• [Selected passage]:
Brighton Bard no. 6
- Brighton Bard
- Oct 20, 2018
- 3 min read
The Portable Emoji
Daily Star alternative:
‘Ping pong bat wins Britain’s Got Talent’

B.B. has enlarged the three following emoji’s,
😂 (hilarious / ironic)
🤔 (let me think about that / interesting point)
😶 (f**k off)
stuck them onto ping pong bats and they are now carried around in a bag, ready to pull out during any conversation or meeting.
The older I get - and I am just over 30, by a decade, well a decade and a bit - I find that I am, surprisingly, more and more dependent on using the above on what’sapp, texts, e-mails, in fact any written word. It is something that has crept on me, this sudden self-doubt, a lack of confidence that people will not understand that my words are actually hilarious without the ‘crying with laughter’ face of a yellow circle.
It is literally 🔪me to write this blog without using them 😂.
I never used to suffer from this, or maybe I did, but back in analogue days, the symbol technology was limited to simple traditional mis-use of punctuation. The use of a question mark followed by an exclamation mark in a text or wait for it, HAND WRITTEN LETTER (google it) signalled very well that my comment was ironic, hilarious or both. But self-doubt has also crept into my oral world hence the invention of:
The Portable Emoji
Imagine how useful it would be, especially when meeting people for the first time, people who have yet to discover how funny and clever you are and just think you are either on medication or need medicating.
You say something witty and intelligent, and sensing they will react with ‘nothing’, you whip out your portable homemade adapted ping pong bat with correct emoji on and bingo, they double up in laughter, marvel at your wisdom or simply f**k off.
I have limited it to just 3, although I am tempted to get 🆎 onto a bat for an emergency just in case I’m in a situation where I need to indicate my blood type. Just a shame I’m ‘O’ positive – still in an emergency I’ll accept any blood.
The portable emoji could also help friends and colleagues out in tricky situations when they too are experiencing a dust-ball moment and suddenly there you are, whipping out the ping pong bat, coming to their social rescue by indicating visually to the type of response that is required.
B.B. even had a recent dream involving a contestant on Britain’s Got Talent, using the portable emoji’s during their act (as long as the copyright of this idea has been paid in full). The desperate act, sensing the Judges needed help with the right reaction to his dancing dung beetle which not only couldn’t dance, wasn't actually even there - is too hasty getting a ping pong emoji bat out.
The 'wrong' bat flies from his hand, and in slow motion, grazes Cowell on the chin before slicing into the Holden forehead square on. The auditorium is silent. The cameras all focus on a close up of the ping pong bat with the ‘f**k off” symbol on it, firmly wedged.
The natural, anti-aging ‘creams’ are good, but even they cannot stop the inevitable result of the trauma from the blunt force of an emoji ping pong bat.
A single crack rings out ……. and there they are! Appearing one by one! The Holden wrinkles!!
B.B. wakes up from this happy dream but the joy is short lived. The harsh age ravines in the skin caused by sleeping on one side for too long on a soft cotton pillow are all too visible and will take a good few hours to ‘iron’ out.
Just enough time to research anti-wrinkle cream.

• [Work to complete]:
**A.** In the portable emoji post, what blood type does the writer say they have?
**B.** List each emoji that the portable emoji post says was enlarged and stuck onto a ping pong bat, with the meaning given for it.
The listing that comes next has no connection to the portable emoji post.

• [Data records]:
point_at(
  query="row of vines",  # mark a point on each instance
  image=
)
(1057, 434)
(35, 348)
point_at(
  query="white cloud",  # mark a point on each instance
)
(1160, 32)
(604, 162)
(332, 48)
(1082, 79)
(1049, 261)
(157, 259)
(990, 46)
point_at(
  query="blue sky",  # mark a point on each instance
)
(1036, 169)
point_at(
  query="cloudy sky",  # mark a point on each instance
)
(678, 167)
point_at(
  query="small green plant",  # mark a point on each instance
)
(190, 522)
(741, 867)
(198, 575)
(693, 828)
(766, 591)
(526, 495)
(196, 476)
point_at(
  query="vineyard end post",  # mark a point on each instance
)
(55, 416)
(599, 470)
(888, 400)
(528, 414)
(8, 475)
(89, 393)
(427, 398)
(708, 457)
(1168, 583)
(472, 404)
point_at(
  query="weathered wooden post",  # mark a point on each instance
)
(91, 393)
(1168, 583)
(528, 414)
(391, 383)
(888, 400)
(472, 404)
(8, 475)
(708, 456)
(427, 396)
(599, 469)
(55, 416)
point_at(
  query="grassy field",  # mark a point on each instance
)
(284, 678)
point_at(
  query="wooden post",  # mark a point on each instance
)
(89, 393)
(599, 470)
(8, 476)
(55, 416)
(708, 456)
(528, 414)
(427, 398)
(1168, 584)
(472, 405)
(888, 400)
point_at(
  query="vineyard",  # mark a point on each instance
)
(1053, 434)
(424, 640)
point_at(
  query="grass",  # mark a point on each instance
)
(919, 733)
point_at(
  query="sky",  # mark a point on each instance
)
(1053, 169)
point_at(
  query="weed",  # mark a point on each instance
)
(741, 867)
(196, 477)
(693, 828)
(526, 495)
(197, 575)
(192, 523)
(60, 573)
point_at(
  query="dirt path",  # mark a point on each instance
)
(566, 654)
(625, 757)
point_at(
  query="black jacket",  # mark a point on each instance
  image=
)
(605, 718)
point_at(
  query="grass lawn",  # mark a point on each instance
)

• [Response list]:
**A.** 'O' positive

**B.**
😂 (hilarious / ironic)
🤔 (let me think about that / interesting point)
😶 (f**k off)